## Begin

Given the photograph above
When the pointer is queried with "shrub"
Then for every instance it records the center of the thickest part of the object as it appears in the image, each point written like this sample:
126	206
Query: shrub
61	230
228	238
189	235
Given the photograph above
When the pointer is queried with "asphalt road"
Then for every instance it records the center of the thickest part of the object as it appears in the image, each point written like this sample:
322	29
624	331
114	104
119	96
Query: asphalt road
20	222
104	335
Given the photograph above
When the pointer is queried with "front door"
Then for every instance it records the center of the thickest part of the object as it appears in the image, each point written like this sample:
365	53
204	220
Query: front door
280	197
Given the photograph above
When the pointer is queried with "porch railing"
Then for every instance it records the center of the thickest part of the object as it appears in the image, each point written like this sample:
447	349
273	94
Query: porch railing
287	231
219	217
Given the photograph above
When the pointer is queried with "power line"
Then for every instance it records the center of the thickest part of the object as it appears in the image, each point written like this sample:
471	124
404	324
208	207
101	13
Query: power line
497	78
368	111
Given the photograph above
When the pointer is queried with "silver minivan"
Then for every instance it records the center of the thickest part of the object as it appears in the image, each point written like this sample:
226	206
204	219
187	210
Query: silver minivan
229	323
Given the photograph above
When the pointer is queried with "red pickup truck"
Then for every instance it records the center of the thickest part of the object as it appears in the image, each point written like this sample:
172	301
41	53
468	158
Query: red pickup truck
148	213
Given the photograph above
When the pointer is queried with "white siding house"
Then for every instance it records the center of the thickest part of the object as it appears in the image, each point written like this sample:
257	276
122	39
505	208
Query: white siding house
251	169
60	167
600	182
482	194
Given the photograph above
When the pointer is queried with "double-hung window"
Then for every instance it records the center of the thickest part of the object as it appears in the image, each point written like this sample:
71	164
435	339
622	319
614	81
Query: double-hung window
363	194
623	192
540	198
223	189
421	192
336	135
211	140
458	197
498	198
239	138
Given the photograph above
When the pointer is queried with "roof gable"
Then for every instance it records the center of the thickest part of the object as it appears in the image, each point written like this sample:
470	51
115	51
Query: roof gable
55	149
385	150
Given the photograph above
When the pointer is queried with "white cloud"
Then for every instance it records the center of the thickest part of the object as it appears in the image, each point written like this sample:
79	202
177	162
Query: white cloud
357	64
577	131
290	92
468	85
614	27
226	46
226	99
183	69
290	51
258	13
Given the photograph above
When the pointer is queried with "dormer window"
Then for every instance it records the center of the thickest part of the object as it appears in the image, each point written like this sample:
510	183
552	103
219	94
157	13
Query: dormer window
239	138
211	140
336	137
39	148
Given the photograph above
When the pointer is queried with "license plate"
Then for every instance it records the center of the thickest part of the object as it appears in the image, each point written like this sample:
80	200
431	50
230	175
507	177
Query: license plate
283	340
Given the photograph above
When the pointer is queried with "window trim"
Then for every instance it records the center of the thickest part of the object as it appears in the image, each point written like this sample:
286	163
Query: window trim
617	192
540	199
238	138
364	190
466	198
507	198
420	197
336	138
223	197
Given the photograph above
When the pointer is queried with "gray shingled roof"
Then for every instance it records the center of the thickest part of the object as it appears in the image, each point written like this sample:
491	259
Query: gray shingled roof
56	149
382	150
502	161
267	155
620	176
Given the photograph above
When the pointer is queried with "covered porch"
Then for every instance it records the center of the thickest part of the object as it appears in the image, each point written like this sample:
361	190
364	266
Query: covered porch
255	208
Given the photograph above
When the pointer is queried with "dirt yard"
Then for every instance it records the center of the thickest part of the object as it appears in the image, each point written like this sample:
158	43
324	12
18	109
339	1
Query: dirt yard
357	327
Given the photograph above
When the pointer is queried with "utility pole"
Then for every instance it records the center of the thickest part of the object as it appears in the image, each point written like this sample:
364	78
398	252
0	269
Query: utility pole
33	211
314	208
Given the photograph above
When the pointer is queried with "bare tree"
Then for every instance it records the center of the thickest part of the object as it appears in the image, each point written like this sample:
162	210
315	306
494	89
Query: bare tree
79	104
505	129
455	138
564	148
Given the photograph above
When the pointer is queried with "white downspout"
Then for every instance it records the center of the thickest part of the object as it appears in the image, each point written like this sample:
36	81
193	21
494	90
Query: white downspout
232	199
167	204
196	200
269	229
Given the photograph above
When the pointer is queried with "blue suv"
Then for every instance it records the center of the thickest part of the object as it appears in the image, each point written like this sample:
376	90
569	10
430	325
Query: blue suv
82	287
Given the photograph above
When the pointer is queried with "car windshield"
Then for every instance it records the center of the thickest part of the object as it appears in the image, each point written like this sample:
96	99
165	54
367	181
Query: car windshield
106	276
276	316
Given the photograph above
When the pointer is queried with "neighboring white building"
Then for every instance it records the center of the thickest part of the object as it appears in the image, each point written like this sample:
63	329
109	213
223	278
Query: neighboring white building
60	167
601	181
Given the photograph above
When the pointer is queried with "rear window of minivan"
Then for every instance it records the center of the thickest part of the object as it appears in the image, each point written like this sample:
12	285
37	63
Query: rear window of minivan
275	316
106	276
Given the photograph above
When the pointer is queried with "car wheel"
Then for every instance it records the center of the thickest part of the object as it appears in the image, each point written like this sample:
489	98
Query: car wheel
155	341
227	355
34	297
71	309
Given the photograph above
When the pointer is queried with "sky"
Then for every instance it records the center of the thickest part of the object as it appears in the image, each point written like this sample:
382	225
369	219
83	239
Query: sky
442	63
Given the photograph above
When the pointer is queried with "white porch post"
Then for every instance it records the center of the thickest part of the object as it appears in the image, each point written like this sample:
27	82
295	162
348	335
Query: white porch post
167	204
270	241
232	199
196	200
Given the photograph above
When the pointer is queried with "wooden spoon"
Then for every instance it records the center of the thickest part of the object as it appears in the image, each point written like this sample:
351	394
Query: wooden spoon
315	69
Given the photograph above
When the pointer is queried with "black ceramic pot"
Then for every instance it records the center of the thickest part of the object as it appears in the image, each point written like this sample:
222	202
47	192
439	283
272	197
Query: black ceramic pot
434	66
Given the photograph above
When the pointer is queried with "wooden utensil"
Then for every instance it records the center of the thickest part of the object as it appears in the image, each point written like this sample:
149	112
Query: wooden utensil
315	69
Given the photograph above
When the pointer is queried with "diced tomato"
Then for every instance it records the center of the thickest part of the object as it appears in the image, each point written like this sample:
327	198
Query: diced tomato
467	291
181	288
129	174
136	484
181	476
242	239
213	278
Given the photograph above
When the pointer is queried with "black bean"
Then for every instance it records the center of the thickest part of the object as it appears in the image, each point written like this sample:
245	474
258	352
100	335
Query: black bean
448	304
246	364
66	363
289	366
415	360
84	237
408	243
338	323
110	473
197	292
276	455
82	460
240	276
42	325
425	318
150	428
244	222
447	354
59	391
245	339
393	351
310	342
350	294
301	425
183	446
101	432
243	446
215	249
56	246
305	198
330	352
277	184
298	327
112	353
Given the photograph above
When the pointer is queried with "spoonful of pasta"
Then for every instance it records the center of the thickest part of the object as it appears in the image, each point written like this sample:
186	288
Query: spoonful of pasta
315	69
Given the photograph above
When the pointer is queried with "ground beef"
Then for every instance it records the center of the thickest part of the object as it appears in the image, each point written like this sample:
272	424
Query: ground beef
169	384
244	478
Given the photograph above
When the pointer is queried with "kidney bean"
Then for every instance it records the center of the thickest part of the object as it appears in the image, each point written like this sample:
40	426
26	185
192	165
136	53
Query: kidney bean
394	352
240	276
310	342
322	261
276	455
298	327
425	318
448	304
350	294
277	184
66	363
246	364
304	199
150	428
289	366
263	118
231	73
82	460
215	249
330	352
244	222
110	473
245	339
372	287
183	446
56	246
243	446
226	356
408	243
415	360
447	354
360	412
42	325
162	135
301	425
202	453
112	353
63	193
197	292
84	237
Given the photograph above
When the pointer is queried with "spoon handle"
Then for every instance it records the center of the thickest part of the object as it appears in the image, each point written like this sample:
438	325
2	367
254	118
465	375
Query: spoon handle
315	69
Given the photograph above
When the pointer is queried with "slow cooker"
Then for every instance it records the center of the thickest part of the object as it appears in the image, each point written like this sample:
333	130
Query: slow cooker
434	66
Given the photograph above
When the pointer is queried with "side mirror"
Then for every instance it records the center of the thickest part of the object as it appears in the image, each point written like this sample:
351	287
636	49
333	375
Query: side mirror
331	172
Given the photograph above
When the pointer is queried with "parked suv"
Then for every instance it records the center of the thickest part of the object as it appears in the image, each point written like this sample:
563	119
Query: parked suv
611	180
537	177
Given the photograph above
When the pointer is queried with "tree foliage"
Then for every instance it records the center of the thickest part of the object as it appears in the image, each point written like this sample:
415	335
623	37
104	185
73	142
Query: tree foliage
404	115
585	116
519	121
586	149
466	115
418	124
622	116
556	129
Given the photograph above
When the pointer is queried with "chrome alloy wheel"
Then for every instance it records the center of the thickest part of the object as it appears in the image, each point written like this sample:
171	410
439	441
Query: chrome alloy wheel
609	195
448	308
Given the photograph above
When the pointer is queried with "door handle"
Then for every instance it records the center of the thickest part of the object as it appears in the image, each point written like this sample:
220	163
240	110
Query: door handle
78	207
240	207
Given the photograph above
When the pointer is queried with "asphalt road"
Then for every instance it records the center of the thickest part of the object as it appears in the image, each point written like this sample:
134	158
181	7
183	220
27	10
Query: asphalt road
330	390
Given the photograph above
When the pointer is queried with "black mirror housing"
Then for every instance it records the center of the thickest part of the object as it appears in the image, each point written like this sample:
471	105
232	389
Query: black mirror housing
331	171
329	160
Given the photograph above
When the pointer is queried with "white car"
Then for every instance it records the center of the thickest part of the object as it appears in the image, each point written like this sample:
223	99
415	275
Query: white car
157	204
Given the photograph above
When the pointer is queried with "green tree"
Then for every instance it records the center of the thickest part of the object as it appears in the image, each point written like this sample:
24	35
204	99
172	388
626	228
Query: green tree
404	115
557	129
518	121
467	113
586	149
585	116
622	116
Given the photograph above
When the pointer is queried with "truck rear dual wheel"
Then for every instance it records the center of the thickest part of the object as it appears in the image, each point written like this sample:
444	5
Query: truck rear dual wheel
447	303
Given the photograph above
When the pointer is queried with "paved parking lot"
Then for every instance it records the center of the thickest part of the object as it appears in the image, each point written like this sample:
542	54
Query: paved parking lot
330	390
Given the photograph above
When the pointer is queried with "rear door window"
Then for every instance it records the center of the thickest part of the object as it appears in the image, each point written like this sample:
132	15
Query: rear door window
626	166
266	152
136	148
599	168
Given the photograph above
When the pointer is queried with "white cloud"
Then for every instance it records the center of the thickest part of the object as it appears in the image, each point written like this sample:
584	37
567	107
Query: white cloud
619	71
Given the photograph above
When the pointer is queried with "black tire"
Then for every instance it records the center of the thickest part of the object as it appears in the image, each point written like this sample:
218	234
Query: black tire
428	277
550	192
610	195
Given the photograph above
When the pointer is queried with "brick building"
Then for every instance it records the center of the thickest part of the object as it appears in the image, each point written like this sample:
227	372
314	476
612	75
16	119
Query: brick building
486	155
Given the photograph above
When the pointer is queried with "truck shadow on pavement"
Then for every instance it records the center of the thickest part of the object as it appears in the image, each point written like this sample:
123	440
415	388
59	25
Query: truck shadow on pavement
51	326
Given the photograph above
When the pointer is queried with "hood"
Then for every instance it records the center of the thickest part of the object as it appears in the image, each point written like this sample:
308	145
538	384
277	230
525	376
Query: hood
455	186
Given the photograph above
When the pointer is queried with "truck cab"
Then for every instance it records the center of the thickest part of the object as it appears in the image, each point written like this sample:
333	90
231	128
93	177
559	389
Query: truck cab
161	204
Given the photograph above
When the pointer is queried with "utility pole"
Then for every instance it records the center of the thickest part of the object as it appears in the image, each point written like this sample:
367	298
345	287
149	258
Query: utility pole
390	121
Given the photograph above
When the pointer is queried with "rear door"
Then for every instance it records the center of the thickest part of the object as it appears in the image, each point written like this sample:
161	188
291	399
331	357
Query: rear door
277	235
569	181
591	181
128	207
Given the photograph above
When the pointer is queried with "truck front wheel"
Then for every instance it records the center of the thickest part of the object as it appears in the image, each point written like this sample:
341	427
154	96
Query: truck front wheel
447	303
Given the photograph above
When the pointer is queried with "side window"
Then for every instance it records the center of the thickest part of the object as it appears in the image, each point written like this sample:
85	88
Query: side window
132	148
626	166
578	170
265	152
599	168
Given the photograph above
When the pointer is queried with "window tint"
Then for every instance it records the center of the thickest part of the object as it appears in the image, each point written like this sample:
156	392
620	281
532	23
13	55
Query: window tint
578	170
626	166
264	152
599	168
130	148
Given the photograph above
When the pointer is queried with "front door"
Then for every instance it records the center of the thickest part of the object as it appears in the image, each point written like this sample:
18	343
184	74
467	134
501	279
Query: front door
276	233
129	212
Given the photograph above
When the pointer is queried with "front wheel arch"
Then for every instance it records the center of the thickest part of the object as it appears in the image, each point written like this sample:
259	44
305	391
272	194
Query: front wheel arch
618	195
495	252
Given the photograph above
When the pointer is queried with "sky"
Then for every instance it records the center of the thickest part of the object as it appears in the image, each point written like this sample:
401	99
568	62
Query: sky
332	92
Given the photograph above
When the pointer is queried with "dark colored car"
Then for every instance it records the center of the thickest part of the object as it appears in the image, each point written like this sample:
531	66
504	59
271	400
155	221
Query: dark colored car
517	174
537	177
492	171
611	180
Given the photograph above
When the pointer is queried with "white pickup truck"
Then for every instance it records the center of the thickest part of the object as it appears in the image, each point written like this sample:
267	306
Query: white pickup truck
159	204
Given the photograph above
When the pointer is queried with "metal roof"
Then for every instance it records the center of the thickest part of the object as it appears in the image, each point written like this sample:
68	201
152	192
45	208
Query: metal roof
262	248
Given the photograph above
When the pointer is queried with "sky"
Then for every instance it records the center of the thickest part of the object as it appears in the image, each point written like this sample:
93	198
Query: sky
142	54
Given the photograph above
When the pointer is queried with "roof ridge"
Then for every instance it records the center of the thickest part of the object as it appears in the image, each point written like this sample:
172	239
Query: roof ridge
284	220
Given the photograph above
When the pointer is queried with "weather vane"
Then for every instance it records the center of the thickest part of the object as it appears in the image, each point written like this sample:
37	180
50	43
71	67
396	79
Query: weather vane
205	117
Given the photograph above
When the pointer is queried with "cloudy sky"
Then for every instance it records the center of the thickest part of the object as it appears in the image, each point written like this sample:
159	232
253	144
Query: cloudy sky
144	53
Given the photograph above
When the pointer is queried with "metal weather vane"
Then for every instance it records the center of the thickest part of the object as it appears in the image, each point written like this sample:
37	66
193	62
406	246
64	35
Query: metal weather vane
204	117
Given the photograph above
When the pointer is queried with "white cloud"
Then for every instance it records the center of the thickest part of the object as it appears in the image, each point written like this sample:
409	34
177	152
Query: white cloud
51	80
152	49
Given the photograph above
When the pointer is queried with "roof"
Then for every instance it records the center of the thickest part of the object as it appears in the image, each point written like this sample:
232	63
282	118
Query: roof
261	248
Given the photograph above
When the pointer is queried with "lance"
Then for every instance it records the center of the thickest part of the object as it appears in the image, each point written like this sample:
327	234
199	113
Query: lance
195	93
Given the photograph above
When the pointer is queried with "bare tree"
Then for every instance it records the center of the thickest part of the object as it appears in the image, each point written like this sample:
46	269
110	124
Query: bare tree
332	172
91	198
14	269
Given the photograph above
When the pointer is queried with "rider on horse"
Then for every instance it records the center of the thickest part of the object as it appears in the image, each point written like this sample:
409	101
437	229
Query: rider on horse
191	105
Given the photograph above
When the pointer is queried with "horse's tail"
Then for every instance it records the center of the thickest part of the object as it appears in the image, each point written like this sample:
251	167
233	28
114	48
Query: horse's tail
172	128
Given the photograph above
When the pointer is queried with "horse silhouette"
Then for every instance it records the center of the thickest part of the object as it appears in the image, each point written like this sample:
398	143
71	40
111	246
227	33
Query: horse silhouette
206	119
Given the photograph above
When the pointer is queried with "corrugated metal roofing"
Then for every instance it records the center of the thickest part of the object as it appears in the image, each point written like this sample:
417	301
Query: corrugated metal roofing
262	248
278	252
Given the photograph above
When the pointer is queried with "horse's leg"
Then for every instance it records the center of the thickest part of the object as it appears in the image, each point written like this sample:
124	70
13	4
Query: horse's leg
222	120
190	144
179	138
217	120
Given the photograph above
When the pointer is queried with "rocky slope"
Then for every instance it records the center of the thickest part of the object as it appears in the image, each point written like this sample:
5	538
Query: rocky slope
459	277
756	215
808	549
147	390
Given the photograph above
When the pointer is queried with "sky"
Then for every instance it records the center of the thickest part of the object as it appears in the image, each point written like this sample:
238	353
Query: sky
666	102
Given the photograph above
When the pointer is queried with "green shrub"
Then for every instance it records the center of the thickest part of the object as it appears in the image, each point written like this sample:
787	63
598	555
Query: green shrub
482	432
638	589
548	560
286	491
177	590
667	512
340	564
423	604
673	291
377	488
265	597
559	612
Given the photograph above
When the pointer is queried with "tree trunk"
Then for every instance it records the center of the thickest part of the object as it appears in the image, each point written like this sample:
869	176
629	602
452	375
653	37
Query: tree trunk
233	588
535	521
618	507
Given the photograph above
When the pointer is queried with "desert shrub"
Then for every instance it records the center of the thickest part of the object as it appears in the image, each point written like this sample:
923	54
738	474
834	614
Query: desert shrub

## End

What this task involves
Pick out each line of the records above that contains the string "windshield" and copy it out in full. Case counts.

Reply to the exercise
When the pointer is queried with "car windshield"
Query: car windshield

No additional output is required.